How many lines of the data include the string "below"? State that number alone.

### Referring expression data
================================

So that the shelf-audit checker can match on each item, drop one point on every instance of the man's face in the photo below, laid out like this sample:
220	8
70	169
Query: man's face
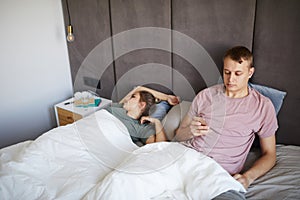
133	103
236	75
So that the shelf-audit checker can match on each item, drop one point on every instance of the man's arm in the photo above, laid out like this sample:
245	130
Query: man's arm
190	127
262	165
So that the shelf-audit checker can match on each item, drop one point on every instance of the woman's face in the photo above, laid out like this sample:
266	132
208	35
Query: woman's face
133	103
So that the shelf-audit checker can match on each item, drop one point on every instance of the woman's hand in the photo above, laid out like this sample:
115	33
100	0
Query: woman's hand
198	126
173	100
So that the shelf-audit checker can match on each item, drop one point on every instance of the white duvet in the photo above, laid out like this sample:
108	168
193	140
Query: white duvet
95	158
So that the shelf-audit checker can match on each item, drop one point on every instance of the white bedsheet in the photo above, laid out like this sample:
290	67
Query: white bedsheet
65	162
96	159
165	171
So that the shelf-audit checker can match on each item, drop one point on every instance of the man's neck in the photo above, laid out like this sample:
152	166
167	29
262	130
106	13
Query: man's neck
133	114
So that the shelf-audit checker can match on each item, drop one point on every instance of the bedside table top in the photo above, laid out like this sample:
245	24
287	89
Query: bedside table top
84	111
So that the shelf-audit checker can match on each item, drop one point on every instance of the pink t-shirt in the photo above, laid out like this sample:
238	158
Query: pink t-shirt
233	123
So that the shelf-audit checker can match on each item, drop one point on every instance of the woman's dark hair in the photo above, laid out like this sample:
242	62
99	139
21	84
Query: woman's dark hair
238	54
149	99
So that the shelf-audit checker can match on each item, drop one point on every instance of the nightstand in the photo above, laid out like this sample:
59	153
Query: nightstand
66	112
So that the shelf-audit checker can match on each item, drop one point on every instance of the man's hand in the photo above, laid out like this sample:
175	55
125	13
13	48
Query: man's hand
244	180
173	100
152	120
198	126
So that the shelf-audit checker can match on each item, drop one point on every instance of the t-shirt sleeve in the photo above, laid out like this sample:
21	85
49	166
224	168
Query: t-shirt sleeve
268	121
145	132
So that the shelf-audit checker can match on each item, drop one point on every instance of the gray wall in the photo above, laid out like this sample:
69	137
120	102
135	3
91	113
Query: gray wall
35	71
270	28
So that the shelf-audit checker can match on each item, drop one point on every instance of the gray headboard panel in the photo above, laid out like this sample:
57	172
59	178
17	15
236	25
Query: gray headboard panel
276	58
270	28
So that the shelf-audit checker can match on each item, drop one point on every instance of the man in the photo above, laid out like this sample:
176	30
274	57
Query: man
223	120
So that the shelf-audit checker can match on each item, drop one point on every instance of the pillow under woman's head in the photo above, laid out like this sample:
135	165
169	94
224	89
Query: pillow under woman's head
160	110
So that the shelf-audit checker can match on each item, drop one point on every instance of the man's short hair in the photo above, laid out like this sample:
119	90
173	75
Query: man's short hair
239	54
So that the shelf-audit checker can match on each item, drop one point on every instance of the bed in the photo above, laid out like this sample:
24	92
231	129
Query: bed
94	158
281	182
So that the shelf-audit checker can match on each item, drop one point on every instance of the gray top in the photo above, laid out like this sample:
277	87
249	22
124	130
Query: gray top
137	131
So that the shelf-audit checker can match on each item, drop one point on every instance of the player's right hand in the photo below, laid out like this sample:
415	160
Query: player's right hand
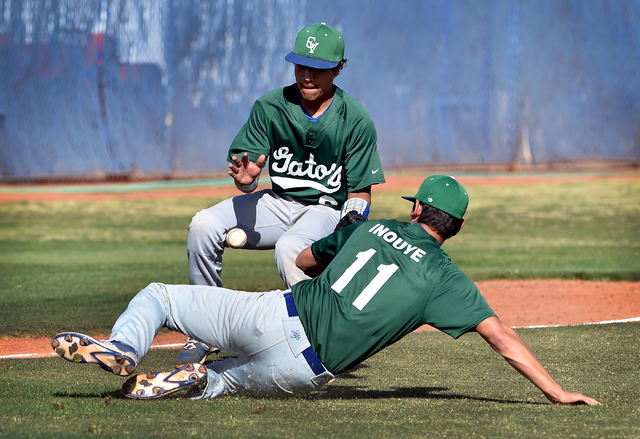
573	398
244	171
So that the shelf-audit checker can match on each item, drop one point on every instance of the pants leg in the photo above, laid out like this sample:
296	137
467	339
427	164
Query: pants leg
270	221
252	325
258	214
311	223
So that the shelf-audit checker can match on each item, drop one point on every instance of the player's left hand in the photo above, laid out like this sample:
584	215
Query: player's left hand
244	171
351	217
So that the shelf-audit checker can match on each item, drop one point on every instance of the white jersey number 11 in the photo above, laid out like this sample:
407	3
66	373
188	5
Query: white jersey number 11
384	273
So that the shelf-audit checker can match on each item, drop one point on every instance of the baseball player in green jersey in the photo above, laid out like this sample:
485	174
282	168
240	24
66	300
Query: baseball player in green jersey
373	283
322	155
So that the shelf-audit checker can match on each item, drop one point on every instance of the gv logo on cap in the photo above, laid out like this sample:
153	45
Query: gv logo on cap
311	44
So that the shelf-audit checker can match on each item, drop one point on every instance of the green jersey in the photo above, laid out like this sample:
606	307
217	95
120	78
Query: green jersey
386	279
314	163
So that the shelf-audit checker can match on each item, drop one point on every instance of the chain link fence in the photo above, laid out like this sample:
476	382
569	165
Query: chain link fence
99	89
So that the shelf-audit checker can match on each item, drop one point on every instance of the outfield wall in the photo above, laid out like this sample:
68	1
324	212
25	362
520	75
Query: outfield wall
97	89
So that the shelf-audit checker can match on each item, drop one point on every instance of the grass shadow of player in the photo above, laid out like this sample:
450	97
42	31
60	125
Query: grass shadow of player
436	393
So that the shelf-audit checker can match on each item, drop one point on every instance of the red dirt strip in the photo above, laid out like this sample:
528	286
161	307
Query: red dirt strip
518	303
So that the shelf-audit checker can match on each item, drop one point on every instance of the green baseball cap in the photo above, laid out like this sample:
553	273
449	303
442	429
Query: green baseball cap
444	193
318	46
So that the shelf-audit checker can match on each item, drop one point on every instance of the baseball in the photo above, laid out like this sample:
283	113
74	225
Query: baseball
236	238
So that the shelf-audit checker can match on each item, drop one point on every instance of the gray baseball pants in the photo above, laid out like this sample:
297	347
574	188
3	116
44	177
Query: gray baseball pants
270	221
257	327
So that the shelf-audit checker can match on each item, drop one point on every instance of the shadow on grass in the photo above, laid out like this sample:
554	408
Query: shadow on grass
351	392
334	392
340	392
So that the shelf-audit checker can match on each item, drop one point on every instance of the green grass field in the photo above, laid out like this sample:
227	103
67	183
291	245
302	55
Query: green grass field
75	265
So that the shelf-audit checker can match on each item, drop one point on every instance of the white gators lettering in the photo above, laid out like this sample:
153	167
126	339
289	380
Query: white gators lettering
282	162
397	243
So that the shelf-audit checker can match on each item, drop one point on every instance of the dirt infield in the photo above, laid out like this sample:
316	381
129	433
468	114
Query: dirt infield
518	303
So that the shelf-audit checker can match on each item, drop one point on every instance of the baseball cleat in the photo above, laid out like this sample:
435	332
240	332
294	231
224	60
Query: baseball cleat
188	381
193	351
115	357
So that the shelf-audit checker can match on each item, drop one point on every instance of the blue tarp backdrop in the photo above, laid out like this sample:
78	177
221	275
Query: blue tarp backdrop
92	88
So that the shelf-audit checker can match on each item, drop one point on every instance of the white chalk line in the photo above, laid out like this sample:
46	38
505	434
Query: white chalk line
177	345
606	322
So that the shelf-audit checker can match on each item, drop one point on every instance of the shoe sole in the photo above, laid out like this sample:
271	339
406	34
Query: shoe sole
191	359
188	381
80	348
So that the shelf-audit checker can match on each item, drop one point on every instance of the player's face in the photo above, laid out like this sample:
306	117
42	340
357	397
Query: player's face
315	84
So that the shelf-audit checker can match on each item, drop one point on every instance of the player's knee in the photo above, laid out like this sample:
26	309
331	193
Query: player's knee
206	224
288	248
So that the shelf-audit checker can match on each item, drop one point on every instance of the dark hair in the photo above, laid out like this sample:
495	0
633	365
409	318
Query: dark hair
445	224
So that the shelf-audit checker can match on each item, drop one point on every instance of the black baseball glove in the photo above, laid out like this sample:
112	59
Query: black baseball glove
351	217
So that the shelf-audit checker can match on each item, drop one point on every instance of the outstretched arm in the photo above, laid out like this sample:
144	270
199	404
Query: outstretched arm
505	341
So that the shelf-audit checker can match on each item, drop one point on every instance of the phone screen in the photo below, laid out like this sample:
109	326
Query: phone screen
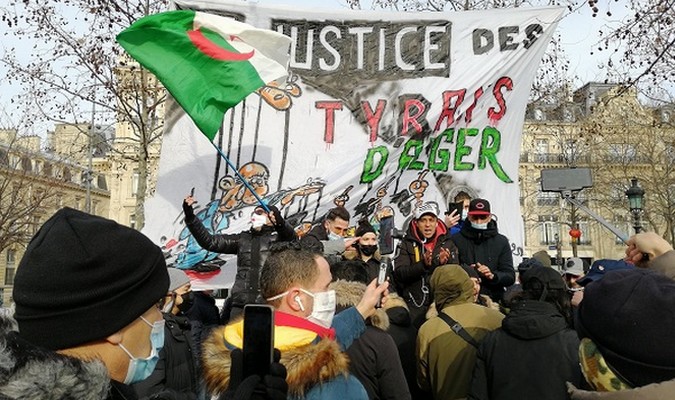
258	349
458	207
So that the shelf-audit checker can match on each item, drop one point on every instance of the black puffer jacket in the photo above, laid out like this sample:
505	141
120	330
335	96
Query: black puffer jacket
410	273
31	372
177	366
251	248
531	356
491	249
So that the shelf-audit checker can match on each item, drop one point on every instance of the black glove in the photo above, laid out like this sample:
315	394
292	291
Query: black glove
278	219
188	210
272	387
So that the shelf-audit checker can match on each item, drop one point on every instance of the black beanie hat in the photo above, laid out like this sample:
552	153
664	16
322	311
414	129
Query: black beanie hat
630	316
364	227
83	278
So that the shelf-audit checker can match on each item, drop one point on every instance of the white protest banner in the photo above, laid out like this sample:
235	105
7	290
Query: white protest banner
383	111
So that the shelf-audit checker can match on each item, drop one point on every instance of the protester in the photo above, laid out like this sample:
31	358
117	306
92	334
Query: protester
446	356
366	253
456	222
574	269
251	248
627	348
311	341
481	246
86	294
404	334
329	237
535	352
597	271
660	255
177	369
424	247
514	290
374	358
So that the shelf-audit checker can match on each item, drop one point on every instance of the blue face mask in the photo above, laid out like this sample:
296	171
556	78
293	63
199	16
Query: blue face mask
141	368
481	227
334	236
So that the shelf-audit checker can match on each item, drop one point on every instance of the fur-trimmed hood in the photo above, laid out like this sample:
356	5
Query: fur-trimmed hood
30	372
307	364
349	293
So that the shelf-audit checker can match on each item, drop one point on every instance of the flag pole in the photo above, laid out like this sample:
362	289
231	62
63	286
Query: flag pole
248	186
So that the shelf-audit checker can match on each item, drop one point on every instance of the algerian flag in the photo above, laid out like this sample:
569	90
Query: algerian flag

================================

### Answer space
3